Locate each line with the string "target" in the listing below and copy it.
⁂
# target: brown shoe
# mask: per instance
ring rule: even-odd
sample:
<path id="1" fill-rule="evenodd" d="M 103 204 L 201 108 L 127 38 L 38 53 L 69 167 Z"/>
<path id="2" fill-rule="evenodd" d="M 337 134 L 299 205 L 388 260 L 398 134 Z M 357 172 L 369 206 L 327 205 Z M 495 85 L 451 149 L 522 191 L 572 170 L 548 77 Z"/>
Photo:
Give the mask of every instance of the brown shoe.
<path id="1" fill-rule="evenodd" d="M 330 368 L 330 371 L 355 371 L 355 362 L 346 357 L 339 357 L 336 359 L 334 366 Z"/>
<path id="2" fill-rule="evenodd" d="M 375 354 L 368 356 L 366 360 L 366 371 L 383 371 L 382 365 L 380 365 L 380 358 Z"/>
⁂
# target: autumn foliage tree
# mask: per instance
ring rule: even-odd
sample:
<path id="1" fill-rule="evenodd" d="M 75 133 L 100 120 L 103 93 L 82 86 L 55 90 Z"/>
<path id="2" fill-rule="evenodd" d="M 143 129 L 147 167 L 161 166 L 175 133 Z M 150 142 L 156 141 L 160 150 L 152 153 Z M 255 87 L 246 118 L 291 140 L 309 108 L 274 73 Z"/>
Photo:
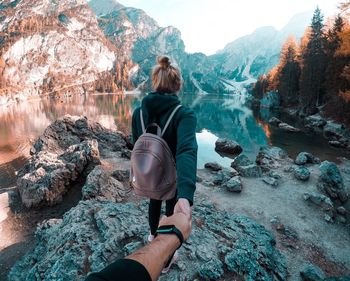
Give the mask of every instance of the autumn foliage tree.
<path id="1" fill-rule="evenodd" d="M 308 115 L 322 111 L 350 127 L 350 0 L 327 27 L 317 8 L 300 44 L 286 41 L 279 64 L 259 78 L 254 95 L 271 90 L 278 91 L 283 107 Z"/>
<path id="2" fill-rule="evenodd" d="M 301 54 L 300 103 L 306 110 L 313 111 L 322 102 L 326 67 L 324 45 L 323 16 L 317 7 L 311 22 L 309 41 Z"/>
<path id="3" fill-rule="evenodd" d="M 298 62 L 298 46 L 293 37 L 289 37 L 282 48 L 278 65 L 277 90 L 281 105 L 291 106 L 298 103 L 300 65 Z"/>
⁂
> _Task result_
# target: brown shoe
# target: autumn foliage tree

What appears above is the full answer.